[Dataset items]
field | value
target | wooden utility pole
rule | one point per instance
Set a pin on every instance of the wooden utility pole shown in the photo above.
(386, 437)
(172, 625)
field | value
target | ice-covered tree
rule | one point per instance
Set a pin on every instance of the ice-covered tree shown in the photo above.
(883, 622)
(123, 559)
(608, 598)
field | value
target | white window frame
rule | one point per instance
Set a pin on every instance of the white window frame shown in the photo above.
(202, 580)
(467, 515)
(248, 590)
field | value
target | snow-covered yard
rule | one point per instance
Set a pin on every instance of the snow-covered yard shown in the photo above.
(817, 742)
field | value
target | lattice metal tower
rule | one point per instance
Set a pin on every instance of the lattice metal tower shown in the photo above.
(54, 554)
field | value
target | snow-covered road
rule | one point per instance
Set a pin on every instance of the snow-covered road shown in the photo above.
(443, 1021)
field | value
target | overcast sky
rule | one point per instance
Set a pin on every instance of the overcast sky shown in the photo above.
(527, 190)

• **To do**: Reproduce the records in full, exactly as written.

• **Task output**:
field | value
target | wooden utility pole
rule | one point per instance
Set a pin on every instance of the wooden utility pole shown in the photo above.
(386, 437)
(172, 625)
field | value
target | ice-covered tree
rule | one point per instance
Set a pin on every instance of the ice-covered tree shown in the photo above.
(883, 622)
(123, 559)
(608, 598)
field | value
target | white window frame
rule | one point per instance
Set a pin on every instance of the white window frame shown in the photo above.
(202, 580)
(467, 515)
(248, 590)
field | value
target | snow-covered yard
rule | one point per instance
Set a pin on every instance of the snow-covered yard shown in the photo above.
(817, 742)
field | value
target | lattice metal tower
rule | one point per instance
Set a pin on every instance of the lattice metal tower shown in the photo above.
(54, 554)
field | value
target | snow-covered road
rule | one point per instance
Set a pin on every instance of the snow-covered road shown in the photo above.
(443, 1021)
field | value
target | overcast sky
rule | one point per instance
Set a pin on every instance of the overcast sky shown in the photo above.
(527, 190)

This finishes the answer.